Data to process below:
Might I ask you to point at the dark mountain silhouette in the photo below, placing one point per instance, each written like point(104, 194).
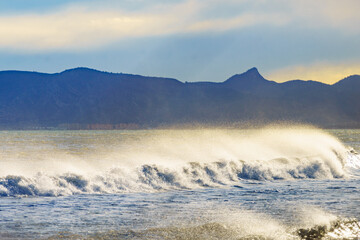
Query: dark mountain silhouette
point(87, 98)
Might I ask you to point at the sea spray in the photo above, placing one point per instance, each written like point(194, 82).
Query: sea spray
point(161, 160)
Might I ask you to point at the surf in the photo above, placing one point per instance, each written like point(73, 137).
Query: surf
point(162, 160)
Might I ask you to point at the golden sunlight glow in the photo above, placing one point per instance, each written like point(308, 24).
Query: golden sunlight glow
point(323, 72)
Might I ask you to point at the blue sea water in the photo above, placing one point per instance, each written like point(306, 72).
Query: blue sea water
point(290, 182)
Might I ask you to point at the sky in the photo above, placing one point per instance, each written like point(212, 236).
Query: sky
point(190, 40)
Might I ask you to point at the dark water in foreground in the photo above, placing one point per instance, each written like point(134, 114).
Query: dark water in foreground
point(273, 183)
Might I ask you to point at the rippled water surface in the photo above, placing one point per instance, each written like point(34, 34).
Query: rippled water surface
point(271, 183)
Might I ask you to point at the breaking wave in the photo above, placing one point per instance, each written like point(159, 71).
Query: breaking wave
point(187, 160)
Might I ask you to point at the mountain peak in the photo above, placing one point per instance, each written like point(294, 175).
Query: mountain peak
point(250, 77)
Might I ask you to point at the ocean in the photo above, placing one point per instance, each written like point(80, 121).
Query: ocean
point(275, 182)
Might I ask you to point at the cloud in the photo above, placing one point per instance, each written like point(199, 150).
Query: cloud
point(82, 27)
point(325, 72)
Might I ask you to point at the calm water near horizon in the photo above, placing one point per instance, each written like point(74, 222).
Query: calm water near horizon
point(270, 183)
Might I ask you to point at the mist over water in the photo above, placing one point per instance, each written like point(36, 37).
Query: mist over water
point(293, 181)
point(103, 162)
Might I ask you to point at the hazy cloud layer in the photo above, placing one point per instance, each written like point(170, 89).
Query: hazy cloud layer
point(77, 26)
point(192, 40)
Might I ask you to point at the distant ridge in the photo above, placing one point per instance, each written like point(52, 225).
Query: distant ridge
point(84, 98)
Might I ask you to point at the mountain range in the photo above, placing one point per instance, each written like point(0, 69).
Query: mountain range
point(84, 98)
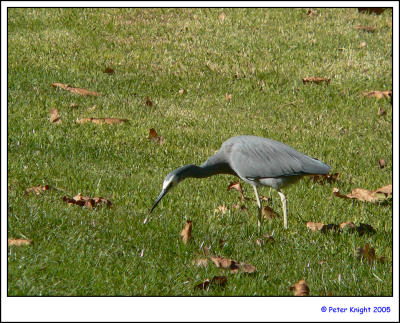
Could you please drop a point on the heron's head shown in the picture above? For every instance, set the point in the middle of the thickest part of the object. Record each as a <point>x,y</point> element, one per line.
<point>171,180</point>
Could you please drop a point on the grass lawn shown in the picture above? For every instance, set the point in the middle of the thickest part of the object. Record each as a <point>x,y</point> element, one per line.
<point>207,74</point>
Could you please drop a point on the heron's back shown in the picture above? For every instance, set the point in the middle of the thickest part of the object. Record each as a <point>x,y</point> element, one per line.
<point>257,157</point>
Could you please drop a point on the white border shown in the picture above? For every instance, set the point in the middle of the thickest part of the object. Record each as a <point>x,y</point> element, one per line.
<point>192,308</point>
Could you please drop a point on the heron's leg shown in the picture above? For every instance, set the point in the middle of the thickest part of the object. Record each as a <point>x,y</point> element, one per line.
<point>283,199</point>
<point>259,206</point>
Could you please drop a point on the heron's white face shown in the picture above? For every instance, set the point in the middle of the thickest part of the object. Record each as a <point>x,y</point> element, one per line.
<point>169,182</point>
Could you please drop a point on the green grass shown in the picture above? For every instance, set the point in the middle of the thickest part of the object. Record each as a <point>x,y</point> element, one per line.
<point>260,57</point>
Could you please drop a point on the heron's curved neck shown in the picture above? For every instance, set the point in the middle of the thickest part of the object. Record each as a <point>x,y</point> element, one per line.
<point>207,170</point>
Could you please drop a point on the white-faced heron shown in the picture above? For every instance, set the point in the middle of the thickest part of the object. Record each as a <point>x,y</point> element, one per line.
<point>257,161</point>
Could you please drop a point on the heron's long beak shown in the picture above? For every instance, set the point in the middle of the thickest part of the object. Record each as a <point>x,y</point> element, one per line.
<point>163,192</point>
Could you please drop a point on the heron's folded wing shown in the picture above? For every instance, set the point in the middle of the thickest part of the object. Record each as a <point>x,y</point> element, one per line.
<point>270,159</point>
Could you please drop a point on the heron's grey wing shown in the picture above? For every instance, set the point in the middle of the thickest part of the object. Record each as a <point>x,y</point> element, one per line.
<point>266,158</point>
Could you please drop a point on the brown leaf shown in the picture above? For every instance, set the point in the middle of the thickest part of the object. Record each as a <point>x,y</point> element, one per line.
<point>246,268</point>
<point>55,116</point>
<point>365,28</point>
<point>37,189</point>
<point>200,262</point>
<point>366,195</point>
<point>219,280</point>
<point>300,288</point>
<point>238,187</point>
<point>222,16</point>
<point>20,242</point>
<point>75,90</point>
<point>329,178</point>
<point>377,11</point>
<point>148,102</point>
<point>363,44</point>
<point>315,79</point>
<point>347,226</point>
<point>381,112</point>
<point>314,226</point>
<point>378,94</point>
<point>215,281</point>
<point>368,253</point>
<point>203,285</point>
<point>269,213</point>
<point>108,70</point>
<point>186,232</point>
<point>87,201</point>
<point>382,163</point>
<point>102,120</point>
<point>329,227</point>
<point>385,190</point>
<point>221,262</point>
<point>155,137</point>
<point>310,13</point>
<point>222,208</point>
<point>264,240</point>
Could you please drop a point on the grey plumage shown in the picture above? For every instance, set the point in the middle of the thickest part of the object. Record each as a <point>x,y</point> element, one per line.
<point>257,161</point>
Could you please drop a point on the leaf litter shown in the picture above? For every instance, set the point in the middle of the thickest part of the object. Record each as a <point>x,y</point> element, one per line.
<point>86,201</point>
<point>75,90</point>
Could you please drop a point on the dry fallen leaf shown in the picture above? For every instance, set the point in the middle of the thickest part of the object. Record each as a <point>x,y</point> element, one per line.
<point>329,178</point>
<point>155,137</point>
<point>89,202</point>
<point>102,120</point>
<point>221,262</point>
<point>108,70</point>
<point>186,232</point>
<point>222,16</point>
<point>382,163</point>
<point>318,226</point>
<point>300,288</point>
<point>366,195</point>
<point>377,11</point>
<point>315,79</point>
<point>364,228</point>
<point>200,262</point>
<point>55,116</point>
<point>368,253</point>
<point>310,13</point>
<point>378,94</point>
<point>365,28</point>
<point>219,280</point>
<point>37,189</point>
<point>75,90</point>
<point>269,213</point>
<point>234,266</point>
<point>238,187</point>
<point>244,268</point>
<point>381,112</point>
<point>19,242</point>
<point>148,102</point>
<point>216,281</point>
<point>314,226</point>
<point>347,226</point>
<point>363,44</point>
<point>222,208</point>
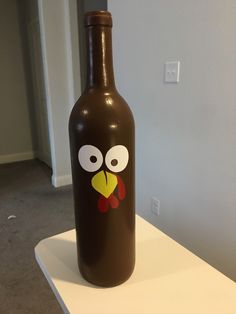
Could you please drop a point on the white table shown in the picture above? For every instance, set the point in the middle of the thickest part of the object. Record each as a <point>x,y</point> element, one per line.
<point>167,279</point>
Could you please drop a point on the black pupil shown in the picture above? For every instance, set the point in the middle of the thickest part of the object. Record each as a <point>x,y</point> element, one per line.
<point>114,162</point>
<point>93,159</point>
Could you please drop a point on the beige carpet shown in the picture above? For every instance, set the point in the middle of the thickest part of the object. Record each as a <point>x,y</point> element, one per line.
<point>41,211</point>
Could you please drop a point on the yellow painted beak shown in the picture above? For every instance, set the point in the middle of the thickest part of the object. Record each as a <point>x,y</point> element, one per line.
<point>104,182</point>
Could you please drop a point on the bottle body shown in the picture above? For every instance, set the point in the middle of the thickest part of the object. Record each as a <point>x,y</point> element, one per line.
<point>102,140</point>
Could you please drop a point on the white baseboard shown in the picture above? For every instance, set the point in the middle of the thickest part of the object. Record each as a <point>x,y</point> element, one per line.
<point>58,181</point>
<point>5,159</point>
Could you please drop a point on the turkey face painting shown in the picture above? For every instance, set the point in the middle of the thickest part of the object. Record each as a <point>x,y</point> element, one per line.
<point>108,184</point>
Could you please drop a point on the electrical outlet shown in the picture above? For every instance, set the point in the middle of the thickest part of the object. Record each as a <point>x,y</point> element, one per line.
<point>172,70</point>
<point>155,206</point>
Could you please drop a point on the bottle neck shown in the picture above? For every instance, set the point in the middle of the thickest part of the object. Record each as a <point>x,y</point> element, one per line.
<point>99,57</point>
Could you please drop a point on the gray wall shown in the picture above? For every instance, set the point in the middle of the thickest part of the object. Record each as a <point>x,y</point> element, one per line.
<point>186,132</point>
<point>15,133</point>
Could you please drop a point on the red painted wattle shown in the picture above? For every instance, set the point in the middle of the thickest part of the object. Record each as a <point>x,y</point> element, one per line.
<point>112,201</point>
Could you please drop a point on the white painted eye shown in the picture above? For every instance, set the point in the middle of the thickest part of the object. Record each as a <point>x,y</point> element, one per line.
<point>90,158</point>
<point>117,158</point>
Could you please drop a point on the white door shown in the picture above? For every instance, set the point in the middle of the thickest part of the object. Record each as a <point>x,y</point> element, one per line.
<point>40,106</point>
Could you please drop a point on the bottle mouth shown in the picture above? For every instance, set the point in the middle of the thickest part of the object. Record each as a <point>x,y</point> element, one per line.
<point>93,18</point>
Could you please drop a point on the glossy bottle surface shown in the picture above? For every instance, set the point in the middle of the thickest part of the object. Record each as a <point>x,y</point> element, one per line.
<point>101,131</point>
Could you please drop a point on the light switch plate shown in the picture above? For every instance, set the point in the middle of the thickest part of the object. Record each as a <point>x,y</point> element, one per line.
<point>172,70</point>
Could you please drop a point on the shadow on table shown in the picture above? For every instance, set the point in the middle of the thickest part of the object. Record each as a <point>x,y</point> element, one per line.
<point>154,258</point>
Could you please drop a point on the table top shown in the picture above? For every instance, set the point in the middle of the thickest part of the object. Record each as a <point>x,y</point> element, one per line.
<point>168,279</point>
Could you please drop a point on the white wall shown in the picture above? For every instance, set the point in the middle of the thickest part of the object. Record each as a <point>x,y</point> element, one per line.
<point>186,132</point>
<point>15,133</point>
<point>59,54</point>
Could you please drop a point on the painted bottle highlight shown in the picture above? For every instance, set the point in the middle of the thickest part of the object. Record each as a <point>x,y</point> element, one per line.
<point>101,129</point>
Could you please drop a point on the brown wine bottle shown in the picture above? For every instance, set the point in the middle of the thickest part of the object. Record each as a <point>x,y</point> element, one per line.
<point>101,129</point>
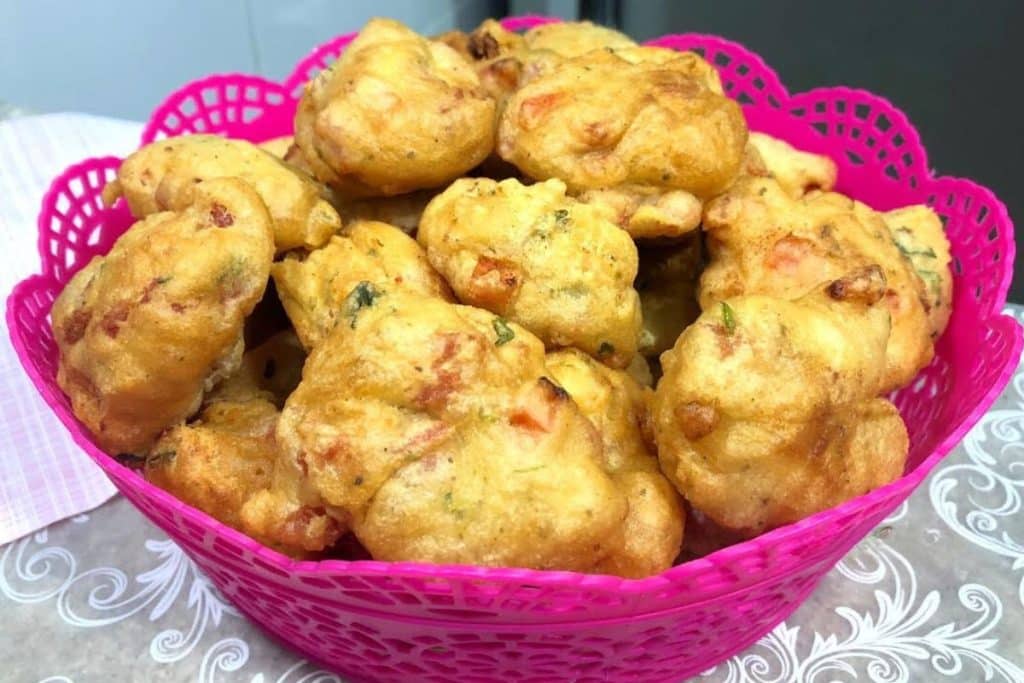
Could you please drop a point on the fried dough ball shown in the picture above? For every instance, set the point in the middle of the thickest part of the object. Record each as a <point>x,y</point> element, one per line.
<point>401,211</point>
<point>761,241</point>
<point>432,429</point>
<point>162,176</point>
<point>600,121</point>
<point>394,114</point>
<point>647,213</point>
<point>531,254</point>
<point>667,282</point>
<point>217,462</point>
<point>616,406</point>
<point>316,288</point>
<point>920,237</point>
<point>144,330</point>
<point>571,39</point>
<point>767,410</point>
<point>797,172</point>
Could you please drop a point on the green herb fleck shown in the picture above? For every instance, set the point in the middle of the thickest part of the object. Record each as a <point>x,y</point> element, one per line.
<point>361,296</point>
<point>728,317</point>
<point>160,458</point>
<point>932,280</point>
<point>905,248</point>
<point>504,332</point>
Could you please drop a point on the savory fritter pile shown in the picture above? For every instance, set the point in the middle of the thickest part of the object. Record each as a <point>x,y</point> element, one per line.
<point>649,540</point>
<point>797,172</point>
<point>145,330</point>
<point>396,113</point>
<point>919,236</point>
<point>768,412</point>
<point>535,300</point>
<point>162,176</point>
<point>762,241</point>
<point>433,431</point>
<point>322,288</point>
<point>534,255</point>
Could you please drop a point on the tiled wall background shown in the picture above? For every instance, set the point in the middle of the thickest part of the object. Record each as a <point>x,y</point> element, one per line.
<point>120,57</point>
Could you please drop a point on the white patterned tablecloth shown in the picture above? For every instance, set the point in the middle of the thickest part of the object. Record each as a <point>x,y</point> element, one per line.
<point>936,593</point>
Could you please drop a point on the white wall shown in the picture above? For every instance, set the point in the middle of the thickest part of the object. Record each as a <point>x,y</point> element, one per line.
<point>120,57</point>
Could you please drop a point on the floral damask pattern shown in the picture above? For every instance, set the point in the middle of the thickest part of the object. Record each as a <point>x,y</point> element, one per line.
<point>885,613</point>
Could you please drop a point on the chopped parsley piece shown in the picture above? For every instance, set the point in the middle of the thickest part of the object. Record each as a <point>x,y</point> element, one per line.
<point>907,249</point>
<point>504,332</point>
<point>361,296</point>
<point>728,317</point>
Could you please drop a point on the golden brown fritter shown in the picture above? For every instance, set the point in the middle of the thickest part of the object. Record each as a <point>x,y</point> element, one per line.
<point>647,213</point>
<point>531,254</point>
<point>920,237</point>
<point>797,172</point>
<point>432,428</point>
<point>667,282</point>
<point>162,176</point>
<point>571,39</point>
<point>217,462</point>
<point>767,410</point>
<point>761,241</point>
<point>279,146</point>
<point>402,211</point>
<point>601,121</point>
<point>617,407</point>
<point>144,330</point>
<point>394,114</point>
<point>316,288</point>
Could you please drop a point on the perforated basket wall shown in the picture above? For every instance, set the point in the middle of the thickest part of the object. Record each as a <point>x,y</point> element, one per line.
<point>401,621</point>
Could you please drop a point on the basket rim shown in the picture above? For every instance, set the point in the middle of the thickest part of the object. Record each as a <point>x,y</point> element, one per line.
<point>896,491</point>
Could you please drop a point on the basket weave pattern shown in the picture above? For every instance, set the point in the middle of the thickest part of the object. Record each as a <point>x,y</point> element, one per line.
<point>403,621</point>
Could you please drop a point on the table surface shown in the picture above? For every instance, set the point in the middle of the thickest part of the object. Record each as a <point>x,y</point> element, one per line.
<point>934,593</point>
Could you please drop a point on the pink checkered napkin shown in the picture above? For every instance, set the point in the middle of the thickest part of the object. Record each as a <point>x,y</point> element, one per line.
<point>44,477</point>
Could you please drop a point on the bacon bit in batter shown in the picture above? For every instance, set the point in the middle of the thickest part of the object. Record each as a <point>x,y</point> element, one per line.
<point>428,436</point>
<point>695,419</point>
<point>79,379</point>
<point>75,327</point>
<point>483,46</point>
<point>114,317</point>
<point>494,282</point>
<point>220,216</point>
<point>540,409</point>
<point>535,109</point>
<point>435,393</point>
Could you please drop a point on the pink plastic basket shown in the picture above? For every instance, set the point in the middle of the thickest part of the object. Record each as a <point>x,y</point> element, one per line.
<point>398,622</point>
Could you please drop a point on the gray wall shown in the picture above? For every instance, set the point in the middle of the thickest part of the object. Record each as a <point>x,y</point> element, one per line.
<point>954,68</point>
<point>120,57</point>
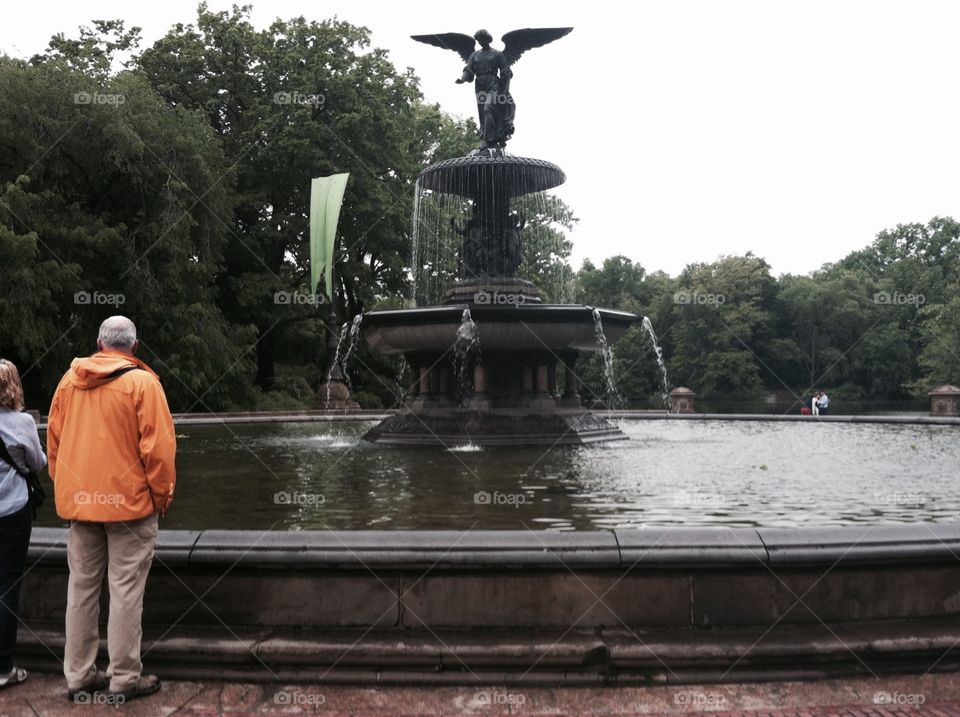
End of Data to process.
> **Exercise directions**
Above are the records; copy exactly the lines from the line with "Query: breaking wave" through the line with "Might I ask you to point at the hazy", both included.

> **Exercise response**
Query: breaking wave
point(187, 160)
Might I ask you to point at the mountain peak in the photo above, placing one point per instance, each written like point(294, 175).
Query: mountain peak
point(250, 77)
Might I ask you to point at the ocean in the photo above, placing one point per instance, each written like point(80, 121).
Query: ocean
point(275, 182)
Might I ask you to point at the cloud in the photo above, placing one point per instance, each written like point(199, 150).
Query: cloud
point(82, 27)
point(325, 72)
Might I ask you to point at the calm water near horizon in the photo above, placing one point per instance, each written like point(74, 222).
Query: calm water near horizon
point(270, 183)
Might I ask you to point at the mist over water in the photo above, placing one point per instance, each written like point(36, 37).
Query: mist over water
point(293, 181)
point(103, 162)
Might I ask you to point at the hazy cloud layer in the photo above, placing one point per instance, each written like point(170, 89).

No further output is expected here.